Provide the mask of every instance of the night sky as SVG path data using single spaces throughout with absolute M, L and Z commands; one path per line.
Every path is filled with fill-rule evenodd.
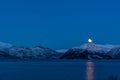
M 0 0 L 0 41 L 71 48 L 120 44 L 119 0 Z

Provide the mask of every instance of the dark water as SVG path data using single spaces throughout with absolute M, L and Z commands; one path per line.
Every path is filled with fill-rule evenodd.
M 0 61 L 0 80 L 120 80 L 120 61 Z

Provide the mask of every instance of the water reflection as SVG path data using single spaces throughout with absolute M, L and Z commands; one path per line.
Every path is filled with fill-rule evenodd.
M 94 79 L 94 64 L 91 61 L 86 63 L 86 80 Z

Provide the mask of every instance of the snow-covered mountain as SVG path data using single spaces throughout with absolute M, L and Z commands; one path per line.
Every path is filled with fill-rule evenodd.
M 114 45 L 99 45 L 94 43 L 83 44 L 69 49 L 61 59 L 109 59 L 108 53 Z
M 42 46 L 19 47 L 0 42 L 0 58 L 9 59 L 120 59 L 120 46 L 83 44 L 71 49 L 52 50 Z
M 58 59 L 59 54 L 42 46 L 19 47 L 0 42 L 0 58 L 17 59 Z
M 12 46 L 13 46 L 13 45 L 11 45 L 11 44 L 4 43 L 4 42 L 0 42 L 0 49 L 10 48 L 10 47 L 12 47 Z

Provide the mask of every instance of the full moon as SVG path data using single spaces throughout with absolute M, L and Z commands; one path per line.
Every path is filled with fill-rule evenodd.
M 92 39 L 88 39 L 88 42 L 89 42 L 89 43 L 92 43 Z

==================================================

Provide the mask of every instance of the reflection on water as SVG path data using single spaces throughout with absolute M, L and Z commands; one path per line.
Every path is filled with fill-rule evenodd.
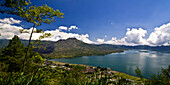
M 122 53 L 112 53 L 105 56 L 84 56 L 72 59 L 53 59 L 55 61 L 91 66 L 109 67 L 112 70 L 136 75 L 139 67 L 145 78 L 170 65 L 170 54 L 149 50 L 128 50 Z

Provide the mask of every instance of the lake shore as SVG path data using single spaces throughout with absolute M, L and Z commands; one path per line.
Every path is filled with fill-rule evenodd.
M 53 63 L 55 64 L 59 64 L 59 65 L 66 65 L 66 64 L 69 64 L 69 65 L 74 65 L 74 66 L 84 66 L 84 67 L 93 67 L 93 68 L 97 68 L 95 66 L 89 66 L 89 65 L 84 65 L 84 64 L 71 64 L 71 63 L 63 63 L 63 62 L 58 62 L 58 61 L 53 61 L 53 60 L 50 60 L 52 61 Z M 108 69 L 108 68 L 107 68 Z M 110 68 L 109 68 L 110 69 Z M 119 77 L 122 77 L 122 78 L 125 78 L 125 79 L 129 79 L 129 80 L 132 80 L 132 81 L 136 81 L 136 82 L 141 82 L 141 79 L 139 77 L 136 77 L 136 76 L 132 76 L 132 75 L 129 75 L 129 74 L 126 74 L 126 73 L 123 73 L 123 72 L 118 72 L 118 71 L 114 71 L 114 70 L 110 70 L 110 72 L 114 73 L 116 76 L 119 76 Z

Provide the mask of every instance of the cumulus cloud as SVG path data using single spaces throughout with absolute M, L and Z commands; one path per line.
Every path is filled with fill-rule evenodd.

==================================================

BRIEF: Copy the data word for word, starting at the line containing "Provide the mask of every instance of the dark" and ending at the line containing "M 94 79 L 94 64 L 91 61 L 86 63 L 86 80 Z".

COMPLETED EXERCISE:
Provide the mask of every instance of the dark water as SVG path data using single spaces throughout with absolute M, L and Z commands; one path per line.
Every path is filled with fill-rule evenodd.
M 0 61 L 0 80 L 120 80 L 120 61 Z

Provide the mask of every instance of the water reflection as SVG path data using single spaces throughout with absolute M, L and Z commands; one path per line.
Every path is filled with fill-rule evenodd.
M 94 79 L 94 64 L 91 61 L 86 63 L 86 80 Z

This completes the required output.